(Point annotation dataset entries)
-*-

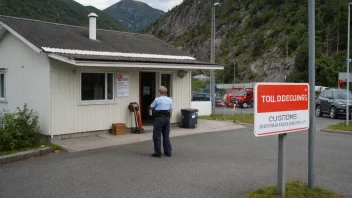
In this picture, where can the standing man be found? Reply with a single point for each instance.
(162, 107)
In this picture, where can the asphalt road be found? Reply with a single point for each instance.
(223, 164)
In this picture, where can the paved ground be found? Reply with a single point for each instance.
(105, 140)
(222, 164)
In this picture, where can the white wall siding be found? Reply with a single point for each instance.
(27, 78)
(68, 116)
(181, 95)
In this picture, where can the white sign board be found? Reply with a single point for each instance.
(123, 85)
(280, 108)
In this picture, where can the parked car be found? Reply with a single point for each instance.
(332, 102)
(200, 97)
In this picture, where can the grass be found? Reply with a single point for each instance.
(245, 118)
(341, 127)
(294, 189)
(42, 142)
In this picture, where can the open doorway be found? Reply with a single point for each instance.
(147, 95)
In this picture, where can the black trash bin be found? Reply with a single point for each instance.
(189, 118)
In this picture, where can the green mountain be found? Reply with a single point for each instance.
(58, 11)
(264, 40)
(134, 15)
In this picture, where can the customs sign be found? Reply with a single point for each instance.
(280, 108)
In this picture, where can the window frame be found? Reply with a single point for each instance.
(4, 71)
(171, 82)
(98, 102)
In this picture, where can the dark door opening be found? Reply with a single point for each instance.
(147, 95)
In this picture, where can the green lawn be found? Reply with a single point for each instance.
(245, 118)
(42, 142)
(294, 190)
(341, 127)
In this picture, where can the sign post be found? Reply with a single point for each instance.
(281, 108)
(281, 176)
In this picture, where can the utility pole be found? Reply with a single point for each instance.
(212, 57)
(348, 64)
(311, 131)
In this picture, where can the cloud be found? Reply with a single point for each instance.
(164, 5)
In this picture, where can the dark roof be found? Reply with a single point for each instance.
(53, 35)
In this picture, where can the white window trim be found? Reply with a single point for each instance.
(4, 71)
(97, 102)
(171, 82)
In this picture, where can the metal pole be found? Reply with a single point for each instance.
(348, 65)
(281, 176)
(212, 58)
(234, 73)
(311, 132)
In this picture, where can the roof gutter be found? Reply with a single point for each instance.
(133, 64)
(12, 31)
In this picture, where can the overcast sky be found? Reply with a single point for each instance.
(159, 4)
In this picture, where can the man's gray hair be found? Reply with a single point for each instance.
(163, 90)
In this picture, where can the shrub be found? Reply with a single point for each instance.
(19, 129)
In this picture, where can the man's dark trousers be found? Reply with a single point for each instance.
(162, 127)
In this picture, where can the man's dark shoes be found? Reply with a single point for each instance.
(156, 155)
(168, 154)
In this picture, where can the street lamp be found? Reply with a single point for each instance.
(348, 66)
(212, 57)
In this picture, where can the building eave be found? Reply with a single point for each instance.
(17, 35)
(82, 63)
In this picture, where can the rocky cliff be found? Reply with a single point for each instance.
(260, 38)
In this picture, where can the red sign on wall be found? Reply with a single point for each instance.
(281, 108)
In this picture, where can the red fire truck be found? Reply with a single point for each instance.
(242, 97)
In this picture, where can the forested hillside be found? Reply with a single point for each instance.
(265, 40)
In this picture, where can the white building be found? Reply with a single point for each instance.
(201, 77)
(82, 79)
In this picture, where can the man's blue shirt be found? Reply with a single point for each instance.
(162, 103)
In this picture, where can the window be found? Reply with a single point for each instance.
(166, 80)
(2, 85)
(97, 86)
(328, 94)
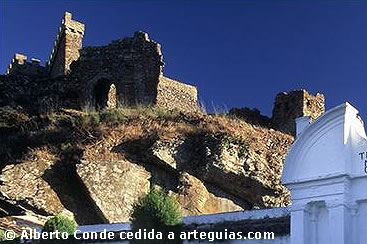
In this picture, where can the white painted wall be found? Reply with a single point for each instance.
(325, 171)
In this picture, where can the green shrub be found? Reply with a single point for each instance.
(157, 211)
(2, 235)
(60, 223)
(114, 116)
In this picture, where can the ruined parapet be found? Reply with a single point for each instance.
(289, 106)
(133, 65)
(67, 45)
(19, 65)
(176, 95)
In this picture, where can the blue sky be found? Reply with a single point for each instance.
(238, 53)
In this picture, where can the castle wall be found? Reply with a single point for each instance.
(289, 106)
(176, 95)
(133, 65)
(19, 65)
(67, 45)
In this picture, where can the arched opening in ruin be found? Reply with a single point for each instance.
(105, 94)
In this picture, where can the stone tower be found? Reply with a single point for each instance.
(67, 45)
(289, 106)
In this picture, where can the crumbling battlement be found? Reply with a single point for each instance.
(66, 47)
(133, 65)
(174, 94)
(19, 65)
(126, 72)
(289, 106)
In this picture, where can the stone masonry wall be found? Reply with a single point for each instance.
(19, 65)
(132, 64)
(289, 106)
(176, 95)
(67, 45)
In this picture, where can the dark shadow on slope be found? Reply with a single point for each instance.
(135, 152)
(63, 179)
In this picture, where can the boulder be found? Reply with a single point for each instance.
(114, 186)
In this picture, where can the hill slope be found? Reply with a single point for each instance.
(97, 164)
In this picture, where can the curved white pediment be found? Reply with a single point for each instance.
(333, 145)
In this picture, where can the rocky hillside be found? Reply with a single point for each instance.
(97, 164)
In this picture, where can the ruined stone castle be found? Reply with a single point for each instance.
(125, 72)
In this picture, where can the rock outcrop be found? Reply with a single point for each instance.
(97, 165)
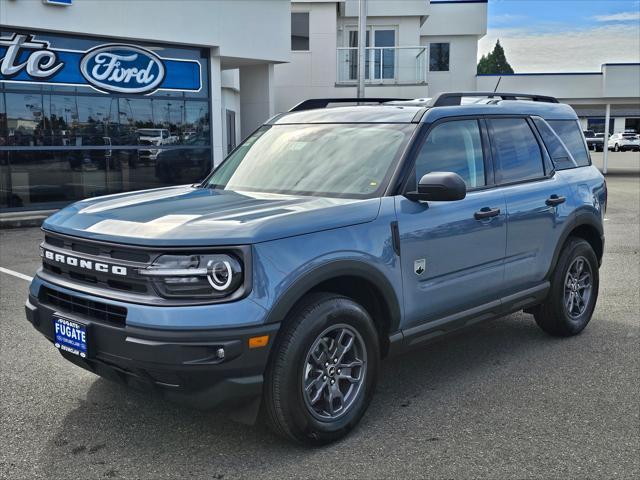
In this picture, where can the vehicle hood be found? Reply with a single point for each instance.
(192, 216)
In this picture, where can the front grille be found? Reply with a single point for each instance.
(90, 309)
(110, 254)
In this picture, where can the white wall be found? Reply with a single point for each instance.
(382, 8)
(456, 19)
(311, 73)
(621, 80)
(559, 85)
(239, 28)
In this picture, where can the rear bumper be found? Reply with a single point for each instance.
(183, 366)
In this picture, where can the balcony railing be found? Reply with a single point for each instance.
(384, 65)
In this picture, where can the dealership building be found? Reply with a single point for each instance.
(106, 97)
(616, 88)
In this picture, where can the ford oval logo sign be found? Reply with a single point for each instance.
(123, 69)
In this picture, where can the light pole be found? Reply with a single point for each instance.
(362, 46)
(605, 145)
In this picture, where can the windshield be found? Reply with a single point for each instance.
(331, 160)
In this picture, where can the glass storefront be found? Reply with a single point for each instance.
(60, 142)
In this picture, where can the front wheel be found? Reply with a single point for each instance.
(573, 293)
(323, 371)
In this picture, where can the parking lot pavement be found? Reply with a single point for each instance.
(501, 400)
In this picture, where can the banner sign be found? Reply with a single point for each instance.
(108, 68)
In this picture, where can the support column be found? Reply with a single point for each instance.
(605, 146)
(256, 97)
(216, 123)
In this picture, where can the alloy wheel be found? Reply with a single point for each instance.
(577, 287)
(334, 372)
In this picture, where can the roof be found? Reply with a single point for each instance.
(352, 114)
(419, 111)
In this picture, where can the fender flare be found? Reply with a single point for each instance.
(334, 269)
(579, 219)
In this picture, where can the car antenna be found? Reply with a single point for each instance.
(499, 80)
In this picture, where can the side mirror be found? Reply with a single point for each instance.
(439, 186)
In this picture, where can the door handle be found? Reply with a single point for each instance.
(555, 200)
(486, 212)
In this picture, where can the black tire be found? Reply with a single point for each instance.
(553, 315)
(286, 406)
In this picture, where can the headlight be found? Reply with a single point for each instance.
(195, 276)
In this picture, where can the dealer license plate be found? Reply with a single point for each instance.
(70, 336)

-*-

**Request**
Format the lines of these entries as a numbered list, skipping any blank lines and omitting the pictures.

**Full response**
1. In this picture, where can the standing man be found? Reply with a single point for each instance.
2. (162, 107)
3. In this picture, where can the asphalt road be found? Reply with a single point for each instance.
4. (223, 164)
5. In this picture, where can the paved ground be found? Reply with a single point for each instance.
6. (105, 140)
7. (222, 164)
8. In this picture, where can the white wall siding be found? Reply with a single point for each instance.
9. (27, 78)
10. (68, 116)
11. (181, 95)
12. In this picture, where can the white sign board be found? Reply with a single point for each instance.
13. (123, 85)
14. (280, 108)
15. In this picture, where can the parked car be found? Reply with a single point for each instance.
16. (332, 102)
17. (200, 97)
18. In this picture, where can the grass be found? Reply with a single point for each instance.
19. (245, 118)
20. (341, 127)
21. (294, 189)
22. (42, 142)
23. In this picture, where can the open doorway be found? Reply with a single point for each instance.
24. (147, 95)
25. In this picture, where can the black trash bin be found? Reply with a single point for each instance.
26. (189, 118)
27. In this picture, where can the green mountain be found? Reply with a single point for each instance.
28. (58, 11)
29. (264, 40)
30. (134, 15)
31. In this picture, where can the customs sign be found? Reply with a single point for each instance.
32. (280, 108)
33. In this picture, where can the window frame be found? Reply with a single point for each instance.
34. (4, 71)
35. (171, 82)
36. (98, 102)
37. In this picture, where can the dark door opening be found? Reply with a single point for each instance.
38. (147, 95)
39. In this picture, where can the green lawn be found? Reply with a single point for each instance.
40. (245, 118)
41. (42, 142)
42. (294, 190)
43. (341, 127)
44. In this picture, where can the sign post be found? Reply with a single point for each instance.
45. (281, 108)
46. (281, 176)
47. In this picture, where can the utility pole be found? Reply with a single point for each instance.
48. (212, 57)
49. (348, 64)
50. (311, 131)
51. In this picture, where can the cloud be found? Reply with a single point for each instance.
52. (164, 5)
53. In this picture, where can the dark roof be found? Reply with a single point for each instance.
54. (53, 35)
55. In this picture, where can the white window trim be found? Reply with a single point for each instance.
56. (4, 71)
57. (97, 102)
58. (171, 82)
59. In this picture, where can the metal pole be found? Reply with a single point for each instance.
60. (348, 65)
61. (281, 176)
62. (212, 58)
63. (234, 73)
64. (311, 132)
65. In this picture, where can the roof gutter be found? Reply with a single point for each instance.
66. (133, 64)
67. (12, 31)
68. In this picture, where can the overcast sky be found? Reply with a single point for each instance.
69. (159, 4)
70. In this picture, where can the man's gray hair be found? Reply with a single point for each instance.
71. (163, 90)
72. In this picture, where can the shrub be found? Reply with a single point for each instance.
73. (19, 129)
74. In this picture, where can the man's dark trousers be found? Reply with a single point for each instance.
75. (162, 127)
76. In this picture, where can the man's dark shoes be found? Reply with a single point for each instance.
77. (156, 155)
78. (168, 154)
79. In this picture, where can the street lamp be found? Reply with a single point for each instance.
80. (348, 66)
81. (212, 57)
82. In this picture, where can the building eave be found? Reply with a single point for each instance.
83. (17, 35)
84. (82, 63)
85. In this picture, where can the rocky cliff be found? Reply with a single point for each instance.
86. (260, 38)
87. In this picture, where can the red sign on wall be found? Reply with a single point for each instance.
88. (281, 108)
89. In this picture, where can the red fire truck be found? Reply with a single point for each instance.
90. (242, 97)
91. In this picture, where can the forested hillside be found? Reply with a single point for each instance.
92. (265, 40)
93. In this picture, where can the white building be found? Reply with a single point for each instance.
94. (201, 77)
95. (82, 79)
96. In this picture, where can the man's blue shirt be found? Reply with a single point for each instance.
97. (162, 103)
98. In this picture, where can the window be found? Reply with a single point for each instance.
99. (166, 80)
100. (2, 85)
101. (97, 86)
102. (328, 94)
103. In this picture, where can the white painted wall be found? Reply with a single point for each instance.
104. (325, 171)
105. In this picture, where can the green shrub be found? Reply with a single point for each instance.
106. (157, 211)
107. (2, 235)
108. (60, 223)
109. (114, 116)
110. In this picture, where can the ruined parapet be found? Reply with a single point for each instance.
111. (289, 106)
112. (133, 65)
113. (67, 45)
114. (19, 65)
115. (176, 95)
116. In this picture, where can the blue sky be found? Reply with a single point for each instance.
117. (238, 53)
118. In this picture, where can the castle wall be found? Reply with a single point for each instance.
119. (289, 106)
120. (176, 95)
121. (133, 65)
122. (19, 65)
123. (67, 45)
124. In this picture, where can the arched opening in ruin be found? Reply with a single point for each instance.
125. (105, 94)
126. In this picture, where can the stone tower be found? Reply with a single point for each instance.
127. (67, 45)
128. (289, 106)
129. In this picture, where can the crumbling battlement be found? Reply with a single point for each instance.
130. (66, 47)
131. (133, 65)
132. (174, 94)
133. (19, 65)
134. (126, 72)
135. (289, 106)
136. In this picture, where can the stone masonry wall be found? Reply with a single point for each instance.
137. (19, 65)
138. (132, 64)
139. (289, 106)
140. (176, 95)
141. (67, 45)
142. In this picture, where can the dark shadow on slope be found? Reply with a single point for each instance.
143. (135, 152)
144. (63, 179)
145. In this picture, where can the boulder be found? Reply with a single point for each instance.
146. (114, 186)
147. In this picture, where can the hill slope be found? Reply with a single point for each instance.
148. (97, 164)
149. In this picture, where can the curved white pediment be found? Reply with a single point for each instance.
150. (333, 145)
151. In this picture, where can the rocky hillside be found? Reply with a single point for each instance.
152. (97, 164)
153. In this picture, where can the ruined stone castle be found? Reply with a single point for each instance.
154. (125, 72)
155. In this picture, where can the rock outcrop be found? Reply with a single point for each instance.
156. (97, 165)
157. In this picture, where can the vehicle hood be found? Reply with a single point for each instance.
158. (192, 216)
159. In this picture, where can the front grille be found? Reply with a single point for each instance.
160. (90, 309)
161. (110, 254)
162. In this picture, where can the white wall be found? Reply with a single point for each instance.
163. (382, 8)
164. (456, 19)
165. (311, 73)
166. (621, 80)
167. (559, 85)
168. (239, 28)
169. In this picture, where can the rear bumper be found? Reply with a single point for each instance.
170. (183, 366)
171. In this picture, where can the balcony railing be found? Reply with a single point for each instance.
172. (384, 65)
173. In this picture, where can the dealership building be found? Reply with a single point for each instance.
174. (106, 97)
175. (616, 88)
176. In this picture, where can the ford oval logo sign be found? Reply with a single point for each instance.
177. (123, 69)
178. In this picture, where can the light pole be found? Reply with a single point for each instance.
179. (362, 46)
180. (605, 145)
181. In this picture, where can the windshield be found? Reply with a single point for each instance.
182. (331, 160)
183. In this picture, where can the glass storefront be found? Reply with a single point for each instance.
184. (60, 142)
185. In this picture, where can the front wheel be found? Reply with a single point for each instance.
186. (573, 293)
187. (323, 371)
188. In this picture, where can the parking lot pavement be found? Reply with a single point for each instance.
189. (501, 400)
190. In this picture, where can the banner sign be found? Reply with a single point for each instance.
191. (108, 68)
192. In this picture, where can the support column be found? Reply with a single point for each instance.
193. (605, 146)
194. (256, 97)
195. (216, 123)
196. In this picture, where can the alloy wheel be found? Reply with a single point for each instance.
197. (577, 287)
198. (334, 372)
199. In this picture, where can the roof be found? Reply with a single point for each instance.
200. (352, 114)
201. (419, 111)
202. In this picture, where can the fender flare be found? Reply with a single point for each instance.
203. (334, 269)
204. (579, 219)
205. In this picture, where can the car antenna be found? Reply with a single point for each instance.
206. (499, 80)
207. In this picture, where can the side mirror be found? Reply with a single point for each instance.
208. (439, 186)
209. In this picture, where can the door handle be found? Reply with a single point for each instance.
210. (555, 200)
211. (486, 212)
212. In this picture, where can the black tire be found? Reply with a single point for each instance.
213. (553, 315)
214. (286, 406)
215. In this picture, where can the headlight be found? Reply with a single point for each instance.
216. (195, 276)
217. In this picture, where can the dealer license plate be found? Reply with a single point for each instance.
218. (70, 336)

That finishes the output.